Boundary annotation records:
◆ ◆ ◆ ◆

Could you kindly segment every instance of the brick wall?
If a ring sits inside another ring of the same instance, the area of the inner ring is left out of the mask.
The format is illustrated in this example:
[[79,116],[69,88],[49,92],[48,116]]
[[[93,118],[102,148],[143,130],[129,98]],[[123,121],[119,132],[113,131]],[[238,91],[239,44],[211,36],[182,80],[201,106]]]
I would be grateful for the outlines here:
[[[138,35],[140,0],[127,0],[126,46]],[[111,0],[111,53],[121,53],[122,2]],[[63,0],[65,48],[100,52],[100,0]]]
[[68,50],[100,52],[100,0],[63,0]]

◆ ◆ ◆ ◆

Exercise prompt: Copy every line of the records above without changing anything.

Result for this exercise:
Could you kindly segment every instance of the brick wall?
If a ring sits inside another ring of the same instance, the area of the inner ring is left out of the mask.
The format is illustrated in this example:
[[79,116],[69,88],[49,92],[48,116]]
[[[93,118],[102,148],[143,130],[129,98]],[[123,121],[119,132],[113,131]],[[238,91],[239,44],[211,36],[182,80],[201,106]]]
I would be grateful for the outlines here:
[[[138,35],[140,0],[127,0],[126,46]],[[111,0],[111,53],[121,53],[122,2]],[[63,0],[65,48],[100,52],[100,0]]]
[[68,50],[100,52],[100,0],[63,0]]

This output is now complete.